>> START GIVEN DATA

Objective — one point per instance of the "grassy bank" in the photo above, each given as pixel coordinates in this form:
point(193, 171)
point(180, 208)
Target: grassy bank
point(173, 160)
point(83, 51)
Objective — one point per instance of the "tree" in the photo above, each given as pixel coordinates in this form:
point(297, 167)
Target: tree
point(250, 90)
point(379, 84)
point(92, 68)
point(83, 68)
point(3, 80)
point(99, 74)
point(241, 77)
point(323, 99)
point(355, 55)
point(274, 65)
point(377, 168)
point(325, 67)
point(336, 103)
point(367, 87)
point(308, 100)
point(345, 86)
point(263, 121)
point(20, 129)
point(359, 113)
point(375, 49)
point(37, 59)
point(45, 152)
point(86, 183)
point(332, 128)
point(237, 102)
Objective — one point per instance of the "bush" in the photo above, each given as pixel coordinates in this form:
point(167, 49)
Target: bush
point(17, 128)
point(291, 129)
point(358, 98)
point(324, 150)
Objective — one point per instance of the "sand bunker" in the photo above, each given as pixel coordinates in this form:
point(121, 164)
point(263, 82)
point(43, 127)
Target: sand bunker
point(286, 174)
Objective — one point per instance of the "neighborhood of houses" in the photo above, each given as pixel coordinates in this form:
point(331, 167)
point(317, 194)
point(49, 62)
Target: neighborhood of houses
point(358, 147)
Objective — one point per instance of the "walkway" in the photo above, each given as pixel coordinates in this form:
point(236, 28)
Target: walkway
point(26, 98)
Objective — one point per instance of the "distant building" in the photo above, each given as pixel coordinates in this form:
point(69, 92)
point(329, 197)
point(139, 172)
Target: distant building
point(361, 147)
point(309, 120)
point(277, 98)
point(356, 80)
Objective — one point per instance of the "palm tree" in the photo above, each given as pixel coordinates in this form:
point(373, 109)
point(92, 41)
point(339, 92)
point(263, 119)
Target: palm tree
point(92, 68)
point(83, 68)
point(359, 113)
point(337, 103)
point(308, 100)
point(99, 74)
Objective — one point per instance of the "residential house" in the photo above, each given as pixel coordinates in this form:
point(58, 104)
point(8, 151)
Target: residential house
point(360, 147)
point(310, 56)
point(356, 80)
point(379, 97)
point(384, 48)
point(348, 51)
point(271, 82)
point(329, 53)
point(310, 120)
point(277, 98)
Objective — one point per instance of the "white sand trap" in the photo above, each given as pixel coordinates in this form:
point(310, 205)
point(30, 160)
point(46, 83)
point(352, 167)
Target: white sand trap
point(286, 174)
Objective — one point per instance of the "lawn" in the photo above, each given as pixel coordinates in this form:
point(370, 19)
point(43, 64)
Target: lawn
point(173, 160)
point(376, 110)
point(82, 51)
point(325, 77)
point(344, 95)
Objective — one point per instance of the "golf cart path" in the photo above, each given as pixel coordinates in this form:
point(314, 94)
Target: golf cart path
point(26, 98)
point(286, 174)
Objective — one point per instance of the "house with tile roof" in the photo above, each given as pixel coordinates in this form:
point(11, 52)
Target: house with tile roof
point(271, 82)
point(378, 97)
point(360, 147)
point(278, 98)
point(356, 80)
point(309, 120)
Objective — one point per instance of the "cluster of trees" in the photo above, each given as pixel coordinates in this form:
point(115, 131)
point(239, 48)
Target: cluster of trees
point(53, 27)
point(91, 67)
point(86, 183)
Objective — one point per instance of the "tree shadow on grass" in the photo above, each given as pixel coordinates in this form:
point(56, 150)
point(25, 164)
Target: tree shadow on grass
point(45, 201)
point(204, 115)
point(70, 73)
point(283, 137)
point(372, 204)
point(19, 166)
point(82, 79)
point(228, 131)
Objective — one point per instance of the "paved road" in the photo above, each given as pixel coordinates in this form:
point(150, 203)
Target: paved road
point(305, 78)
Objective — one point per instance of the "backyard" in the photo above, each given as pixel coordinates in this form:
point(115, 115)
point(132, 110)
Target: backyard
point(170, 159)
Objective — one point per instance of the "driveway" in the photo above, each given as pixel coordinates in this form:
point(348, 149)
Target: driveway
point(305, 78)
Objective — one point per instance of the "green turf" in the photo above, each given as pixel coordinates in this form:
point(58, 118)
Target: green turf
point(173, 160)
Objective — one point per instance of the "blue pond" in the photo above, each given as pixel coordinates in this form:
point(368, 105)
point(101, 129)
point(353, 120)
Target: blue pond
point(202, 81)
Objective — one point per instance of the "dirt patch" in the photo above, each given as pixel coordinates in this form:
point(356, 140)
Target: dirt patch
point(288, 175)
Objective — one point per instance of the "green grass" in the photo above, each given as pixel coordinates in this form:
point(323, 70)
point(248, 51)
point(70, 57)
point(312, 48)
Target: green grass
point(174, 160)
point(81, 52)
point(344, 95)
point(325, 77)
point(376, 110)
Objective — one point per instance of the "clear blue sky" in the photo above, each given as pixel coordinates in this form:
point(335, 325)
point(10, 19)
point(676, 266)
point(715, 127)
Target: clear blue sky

>> END GIVEN DATA

* WHAT TO WORK ON
Rewrite the stretch from the start of the items through the line with "point(83, 51)", changing every "grassy bank" to "grassy slope" and keeping everything else the same.

* SOLUTION FOR THIS PROBLEM
Objective — one point per instance of the "grassy slope" in the photo above, each given as pixel coordinates in this form:
point(193, 171)
point(180, 208)
Target: grassy slope
point(173, 160)
point(83, 51)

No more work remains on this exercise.